- Op te lossen:
[A] Staat in de column over een gemeenschappelijke munt voor Zuid-Amerika wat de volgende uitspraken beweren? (i) Lula wil met de gemeenschappelijke munt de afhankelijkheid van de dollar verkleinen. (ii) Raoul Leering steunt het idee van één munt. (iii) De column is van 20 mei 2022. Antwoord per uitspraak met ja of nee en citeer de woorden uit de tekst die de doorslag geven.
[B] Vertaal deze zin uit de column over een gemeenschappelijke munt voor Zuid-Amerika in het Engels: "Raoul Leering bespreekt in deze column waarom dit een slecht idee is."
[C] Schrijf de column over een gemeenschappelijke munt voor Zuid-Amerika verder vanaf de laatste zin.

- Geselecteerde tekst:
· · · · · · ·

Column: Eén gemeenschappelijke munt voor Zuid Amerika is een slecht idee

Column: Eén gemeenschappelijke munt voor Zuid Amerika is een slecht idee image
Via 'Pixabay'
20 mei 2022

De beoogd presidentskandidaat van Brazilië Lula is voorstander van een gewaagd idee: een gemeenschappelijke munt voor Zuid Amerikaanse landen, om zo minder afhankelijk te worden van de dollar. Raoul Leering bespreekt in deze column waarom dit een slecht idee is.

· · · · · · ·

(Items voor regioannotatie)
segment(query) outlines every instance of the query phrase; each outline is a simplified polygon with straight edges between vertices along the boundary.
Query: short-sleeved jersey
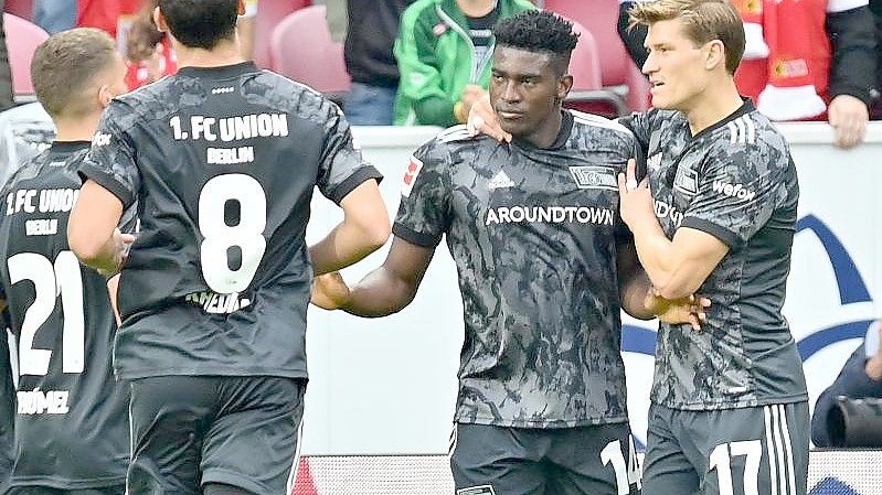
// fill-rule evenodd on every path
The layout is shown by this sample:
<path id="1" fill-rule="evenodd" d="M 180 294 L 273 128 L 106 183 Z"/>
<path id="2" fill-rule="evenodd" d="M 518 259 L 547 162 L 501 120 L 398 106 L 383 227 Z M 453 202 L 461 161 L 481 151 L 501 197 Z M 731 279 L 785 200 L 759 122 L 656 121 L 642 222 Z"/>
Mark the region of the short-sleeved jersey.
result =
<path id="1" fill-rule="evenodd" d="M 446 236 L 465 342 L 459 422 L 561 428 L 627 420 L 616 257 L 616 174 L 627 129 L 564 111 L 554 146 L 468 138 L 453 127 L 404 176 L 395 236 Z"/>
<path id="2" fill-rule="evenodd" d="M 12 485 L 78 489 L 126 477 L 128 389 L 113 376 L 107 282 L 67 246 L 87 151 L 55 142 L 0 194 L 0 290 L 19 372 Z"/>
<path id="3" fill-rule="evenodd" d="M 671 110 L 623 123 L 647 149 L 665 234 L 694 228 L 730 248 L 697 291 L 712 301 L 703 331 L 660 325 L 651 400 L 700 410 L 806 400 L 780 312 L 799 197 L 787 141 L 750 100 L 694 137 L 686 116 Z"/>
<path id="4" fill-rule="evenodd" d="M 312 191 L 380 179 L 336 105 L 252 63 L 184 67 L 114 100 L 81 171 L 139 205 L 118 376 L 307 375 Z"/>

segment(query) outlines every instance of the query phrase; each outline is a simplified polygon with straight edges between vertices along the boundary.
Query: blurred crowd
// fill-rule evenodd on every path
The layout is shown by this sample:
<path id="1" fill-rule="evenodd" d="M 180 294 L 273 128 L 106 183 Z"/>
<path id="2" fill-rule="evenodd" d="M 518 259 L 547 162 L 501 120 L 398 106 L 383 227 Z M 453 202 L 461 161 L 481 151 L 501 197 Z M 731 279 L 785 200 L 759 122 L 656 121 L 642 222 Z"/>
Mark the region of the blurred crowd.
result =
<path id="1" fill-rule="evenodd" d="M 6 1 L 7 11 L 50 34 L 73 26 L 109 32 L 129 61 L 127 80 L 132 89 L 177 69 L 174 53 L 152 21 L 155 0 Z M 350 121 L 362 126 L 464 122 L 471 105 L 487 93 L 492 25 L 525 9 L 561 10 L 563 6 L 567 11 L 564 14 L 571 10 L 565 7 L 566 0 L 259 1 L 263 6 L 258 0 L 245 2 L 247 12 L 240 25 L 243 51 L 275 69 L 278 67 L 270 61 L 262 60 L 266 57 L 261 51 L 280 18 L 306 7 L 323 6 L 331 39 L 342 43 L 346 72 L 351 78 L 339 99 Z M 601 6 L 603 1 L 619 0 L 594 3 Z M 608 30 L 618 32 L 639 67 L 646 60 L 645 33 L 628 25 L 628 10 L 634 3 L 620 0 L 618 25 Z M 775 120 L 828 120 L 837 144 L 848 148 L 861 142 L 868 120 L 882 117 L 876 90 L 882 85 L 878 50 L 882 0 L 733 3 L 742 13 L 747 34 L 737 74 L 741 92 Z M 585 19 L 575 20 L 587 24 Z M 606 33 L 594 33 L 594 37 L 606 39 L 598 34 Z M 2 61 L 0 65 L 4 65 Z M 0 105 L 12 105 L 9 87 L 8 67 L 0 67 Z M 621 93 L 621 88 L 615 89 Z M 629 88 L 641 89 L 646 88 Z M 623 109 L 627 107 L 614 109 L 613 115 L 599 111 L 615 116 Z"/>

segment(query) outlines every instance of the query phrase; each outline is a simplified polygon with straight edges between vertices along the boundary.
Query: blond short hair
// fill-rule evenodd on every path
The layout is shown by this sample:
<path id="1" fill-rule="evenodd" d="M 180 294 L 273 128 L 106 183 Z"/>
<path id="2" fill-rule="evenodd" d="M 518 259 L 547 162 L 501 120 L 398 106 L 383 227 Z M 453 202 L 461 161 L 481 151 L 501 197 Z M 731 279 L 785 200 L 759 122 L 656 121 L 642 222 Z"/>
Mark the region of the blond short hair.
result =
<path id="1" fill-rule="evenodd" d="M 117 60 L 116 43 L 95 28 L 53 34 L 34 52 L 31 80 L 36 99 L 52 117 L 77 117 L 94 110 L 89 86 Z"/>
<path id="2" fill-rule="evenodd" d="M 725 47 L 726 71 L 734 74 L 744 55 L 744 24 L 727 0 L 655 0 L 630 10 L 630 25 L 651 25 L 678 20 L 697 45 L 720 40 Z"/>

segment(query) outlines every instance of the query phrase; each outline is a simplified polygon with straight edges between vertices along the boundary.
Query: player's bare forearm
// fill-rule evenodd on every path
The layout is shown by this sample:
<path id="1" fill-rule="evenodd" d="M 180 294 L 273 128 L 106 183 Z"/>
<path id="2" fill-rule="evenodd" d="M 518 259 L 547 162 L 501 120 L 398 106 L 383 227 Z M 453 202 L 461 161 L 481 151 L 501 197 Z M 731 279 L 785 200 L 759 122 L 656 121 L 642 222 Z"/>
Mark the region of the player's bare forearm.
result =
<path id="1" fill-rule="evenodd" d="M 393 238 L 383 265 L 352 287 L 348 300 L 340 308 L 368 318 L 401 311 L 416 295 L 434 254 L 434 248 L 417 246 L 400 237 Z"/>
<path id="2" fill-rule="evenodd" d="M 350 299 L 340 309 L 364 318 L 397 313 L 413 301 L 418 284 L 401 279 L 387 268 L 380 267 L 350 289 Z"/>
<path id="3" fill-rule="evenodd" d="M 88 180 L 79 191 L 67 222 L 67 244 L 84 263 L 106 273 L 119 269 L 123 254 L 115 235 L 123 216 L 123 202 Z"/>
<path id="4" fill-rule="evenodd" d="M 619 280 L 621 309 L 637 320 L 652 320 L 656 315 L 646 305 L 646 294 L 651 289 L 652 283 L 644 270 L 635 270 L 628 280 Z"/>
<path id="5" fill-rule="evenodd" d="M 355 225 L 341 223 L 323 239 L 309 247 L 309 257 L 316 275 L 337 271 L 361 261 L 365 256 L 380 249 L 385 239 L 380 235 L 371 237 Z"/>
<path id="6" fill-rule="evenodd" d="M 316 275 L 346 268 L 379 249 L 391 227 L 385 203 L 373 180 L 361 183 L 340 202 L 343 222 L 309 248 Z"/>

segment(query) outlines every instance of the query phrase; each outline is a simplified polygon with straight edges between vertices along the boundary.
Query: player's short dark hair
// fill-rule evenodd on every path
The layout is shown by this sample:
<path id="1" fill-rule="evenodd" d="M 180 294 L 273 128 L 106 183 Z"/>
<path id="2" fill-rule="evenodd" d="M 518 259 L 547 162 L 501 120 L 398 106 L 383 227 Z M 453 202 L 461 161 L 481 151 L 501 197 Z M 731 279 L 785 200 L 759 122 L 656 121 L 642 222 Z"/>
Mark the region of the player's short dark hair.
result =
<path id="1" fill-rule="evenodd" d="M 578 43 L 573 23 L 548 10 L 528 10 L 499 21 L 493 29 L 496 44 L 527 52 L 545 52 L 570 64 L 570 55 Z"/>
<path id="2" fill-rule="evenodd" d="M 31 60 L 36 99 L 52 117 L 91 112 L 94 95 L 89 86 L 118 56 L 116 42 L 99 29 L 76 28 L 53 34 L 36 47 Z"/>
<path id="3" fill-rule="evenodd" d="M 181 44 L 211 50 L 235 35 L 238 0 L 159 0 L 159 11 Z"/>

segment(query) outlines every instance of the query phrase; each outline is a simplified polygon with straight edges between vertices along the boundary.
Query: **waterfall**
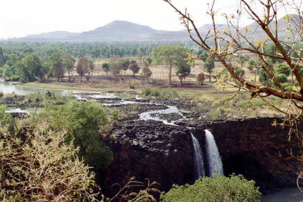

· · · · · · ·

- Antwoorden:
[A]
(i) Ja: "om zo minder afhankelijk te worden van de dollar".
(ii) Nee: "Raoul Leering bespreekt in deze column waarom dit een slecht idee is."
(iii) Ja: "20 mei 2022".

[B] In this column, Raoul Leering discusses why this is a bad idea.

[C]
Brazilië heeft, net als veel andere Zuid-Amerikaanse landen, een haat-liefdeverhouding met de Verenigde Staten. Aan de ene kant zijn de VS voor veel Brazilianen een voorbeeld hoe een groot land prima bestuurbaar kan zijn met goede publieke voorzieningen en een land waar je, zonder je in te hoeven laten met corruptie, goed geld kan verdienen door hard te werken. Tegelijkertijd worden de VS in Brazilië nog steeds geassocieerd met onwenselijke buitenlandse inmenging in binnenlandse politieke aangelegenheden, vanwege de Amerikaanse steun voor de militaire staatsgreep in de jaren zestig.

Het verraste dan ook niet dat Luiz Inácio Lula da Silva, de beoogd presidentskandidaat voor arbeiderspartij PT, begin deze maand een gewaagd idee aan zijn achterban poogde te verkopen door in te spelen op dit laatste sentiment. Bij de introductie van een gemeenschappelijke munt in Zuid-Amerika ‘’zijn we niet langer afhankelijk van de dollar’, aldus Lula’s onderbouwing.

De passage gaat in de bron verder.